- **Short problem 1**: Name every person that the passage about working at a dot-com gives by first and last name.
- **Short problem 2**: Pick up the passage about working at a dot-com after its last sentence and keep writing it.

- **Passage provided**:
[Begin]

I guess I seem like the kind of woman who’d have a one-night stand with Sean Parker (I’m not and didn’t). And who went to Stanford (I didn’t) a few years ago (I wish).

The gorgeous creature who played Amy in The Social Network was actually Dakota Johnson, the daughter of Melanie Griffith and Don Johnson, both of whom I know of since I am not a recent Stanford graduate but am in reality old enough to remember Working Girl and Miami Vice.

My first staff writing job was at a dot-com that was very reminiscent of The Social Network, though. We were in Beverly Hills, not Palo Alto, but the site was started by a few boys from their dorm room and they became instant millionaires because of financing by a Hollywood legend.

As writers for that site, we were paid a lot. We had to write approximately nine sentences a day. All of our meals were catered. We would have two-hour business-paid lunches where we could order appetizers, drinks and dessert while sitting next to Julia Roberts and Billy Zane just to have our boss tell us that, “We may be rolling out a new initiative soon.”

Out of 100 people at the company, three of us were women who were not assistants. One of them ended up doing entertainment reporting on a broadcast network, one ended up starting an extremely popular nudie site, and the other started a web site about going on 50 dates and getting a book deal from it*.

* Me

I was so behind the vision of the company at that job, I cannot tell you. More than anything. More than I was with DatingAmy.com, almost. It’s a close tie.

[End]

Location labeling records
[Begin]

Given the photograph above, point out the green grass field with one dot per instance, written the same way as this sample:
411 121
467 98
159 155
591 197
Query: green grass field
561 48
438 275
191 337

[End]

- **Final result 1**: Sean Parker, Dakota Johnson, Melanie Griffith, Don Johnson, Julia Roberts, Billy Zane

- **Final result 2**:
Were there sexual scandals? Yes.
Was there hush money about the above? Yes.
Could I have made $865,000 after one month’s work if a certain huge Hollywood player had accepted phone calls from one of the richest men in the world? Yes.
Did I make that money? No.

The truth is that the all-male editorial staff I worked with used to watch incredibly offensive homemade porn during working hours, after which my editor would try to get me demoted. It didn’t really work, since shortly thereafter we were all let go.

The Ford Modeling Agency was next door to our office. The guys I wrote with would say, “This is the best job ever. There are models and porn and we don’t have to work.”

One afternoon with tears in my eyes after an exhausting day at work I got onto the elevator with Virginia Madsen who was coming from a meeting down the hall.
“I loved you in Candyman,” I said.
She smiled and thanked me. She hadn’t done Sideways yet.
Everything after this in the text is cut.